Almost nobody, including some teachers, in a typical U.S. History class would guess that a Hispanic naval war hero turned down a Republican Party’s plea to lure him into becoming the party’s nominee for the presidency.

Meanwhile, on a vacation to Spain, in search of his roots, the reluctant hero was encouraged to remain in the motherland as public support for him to ascend to the throne swelled courtesy of the press.

No, it’s not a movie nor is it a best seller on the NY Times fiction list. In fact, such facts are not likely to be known even by those enrolled at several schools and academies across the land named for this early naval hero who happened to be Hispanic.

It’s simply the way Admiral David C. Farragut rolled back in his day. The admiral rank, by the way, was the first ever awarded to a navel officer and bestowed on him by none other that President Abraham Lincoln following the U.S. Civil War.

*Exercise aim*. According to the passage about Admiral Farragut, which president bestowed the admiral rank on him? The items come from a separate source, unrelated to the passage about Admiral Farragut.

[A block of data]

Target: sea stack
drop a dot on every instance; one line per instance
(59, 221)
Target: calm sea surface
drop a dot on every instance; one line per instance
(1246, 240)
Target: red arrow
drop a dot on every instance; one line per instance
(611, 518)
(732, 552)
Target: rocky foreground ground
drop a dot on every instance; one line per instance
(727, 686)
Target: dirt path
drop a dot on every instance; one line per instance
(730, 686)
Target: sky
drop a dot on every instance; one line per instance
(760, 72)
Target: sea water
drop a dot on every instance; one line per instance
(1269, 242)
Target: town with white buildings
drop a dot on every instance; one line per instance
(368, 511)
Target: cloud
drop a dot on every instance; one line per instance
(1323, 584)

*Response for this exercise*. President Abraham Lincoln